** START OF PROVIDED TEXT **
This has been a mixed year for the Friends of Cobbler Creek and certainly one of the
more contentious. Undoubtedly as a community group we have survived the year
well. On the other hand, despite the best efforts of our liaison ranger, the overall
level of strategic support received from the Department has disappointed. More
particularly there has been a noticeable decline in the level of commitment given to
the Cobbler Creek Stakeholder Management Group.

In my Annual Report two years ago I made the following observations: -

“The Stakeholder Management Group (SMG) still has the potential to be a powerful
mechanism for getting things done and for strengthening the relationship between
state, local government and community volunteers such as ourselves……………………….
A suitable replacement for David Plumridge has yet to be identified and our meetings
have been less regular than hitherto which has disappointed me greatly. The SMG
has been an invaluable mechanism for keeping all of the signatories to the Heads of
Agreement honest. Certainly Cobbler Creek has received excellent support from the
staff of the Adelaide Region of DEH. Salisbury Council has contributed funding and
expertise and whilst we have not yet managed to encourage CTTG to open their
treasury purse they have provided enthusiastic support through a number of their
staff. A more effective and active SMG could I believe achieve a whole lot more for
our collective communities”.

Regrettably my hopes for the SMG have not been realised. The level of supporting
staff work for the Group has fallen short of expectations, meetings have been
infrequent and there has been a noticeable lack of resolve on key issues. Certainly
there have been some very difficult water-related issues to contend with but, despite
a huge amount of time and effort on the part of FOCC members, solutions have been
difficult to find. This eventually lead to a letter being sent to the Minister for
Environment and Conservation requesting that he intervene in an attempt to find
some satisfactory resolution to the two main problems, sewage leaks and silt run-off
from an upstream residential development.

Neither issue is new. Again I quote from my Annual Report of two years ago: -

“Having found some sort of a solution to the quarry industry silt problem we are now
confronted with considerable muddy run-off from the Crouch Road development
where site-works have removed every skerrick of ground cover. Consequently when
it rains large quantities of earth and topsoil are washed into Slate Creek. This has
been reported to CTTG on a number of occasions but it is clear that proper site
maintenance by the developer is honoured more in the breach than the observance.
** END OF PROVIDED TEXT **
** START OF DATA SECTION **
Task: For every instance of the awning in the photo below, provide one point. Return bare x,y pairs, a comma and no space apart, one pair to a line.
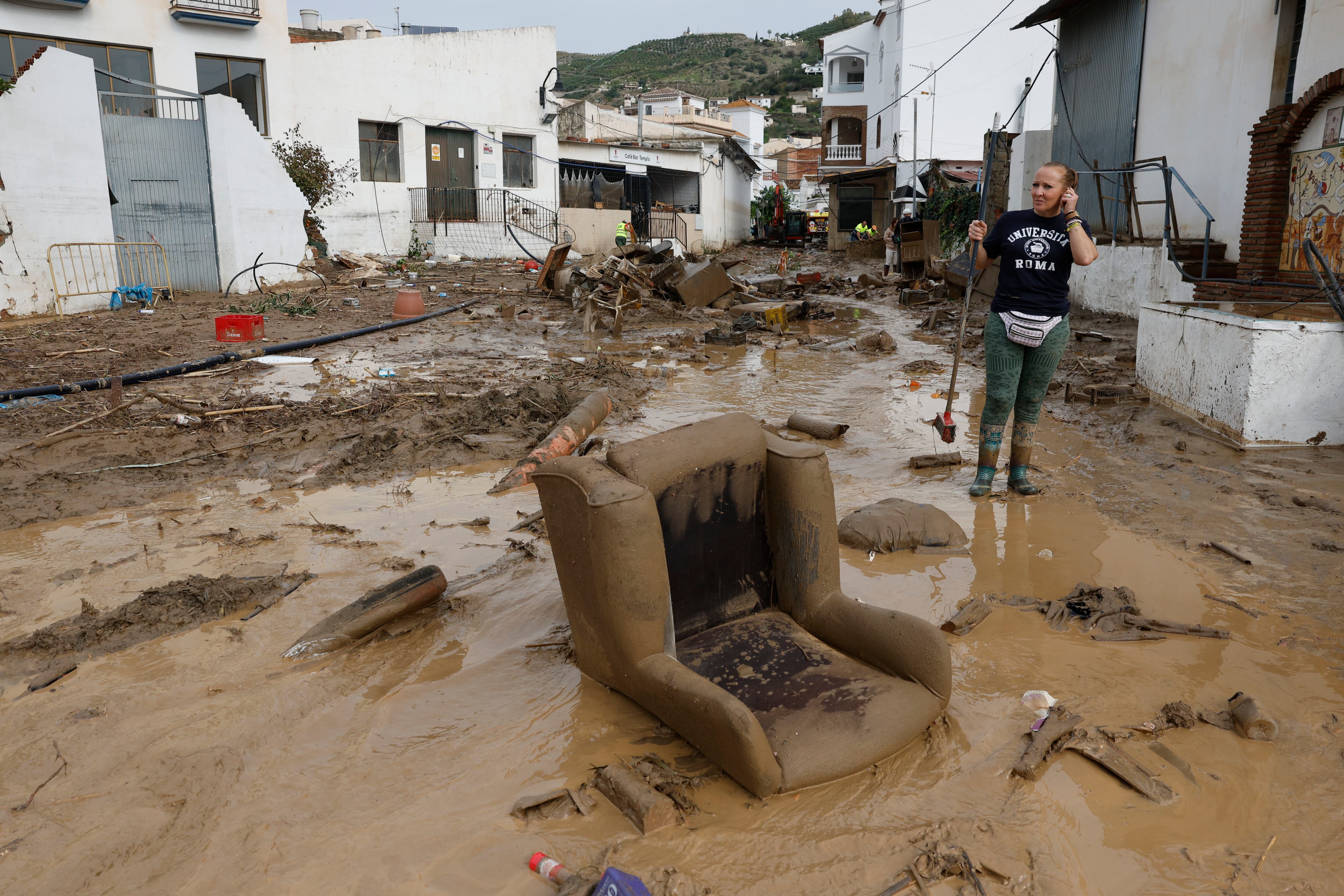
** END OF DATA SECTION **
● **WRITTEN EXERCISE A**
Print the passage of the Cobbler Creek report starting with "In my Annual" and going on through "such as ourselves……………………….".
● **WRITTEN EXERCISE B**
According to the Cobbler Creek report, why are large quantities of earth and topsoil washed into Slate Creek when it rains? Answer in one to three sentences.

● **WRITTEN RESPONSE A**
In my Annual Report two years ago I made the following observations: -

“The Stakeholder Management Group (SMG) still has the potential to be a powerful
mechanism for getting things done and for strengthening the relationship between
state, local government and community volunteers such as ourselves……………………….

● **WRITTEN RESPONSE B**
Site-works at the Crouch Road development have removed every skerrick of ground cover. As a result, when it rains, large quantities of earth and topsoil wash off the site into Slate Creek.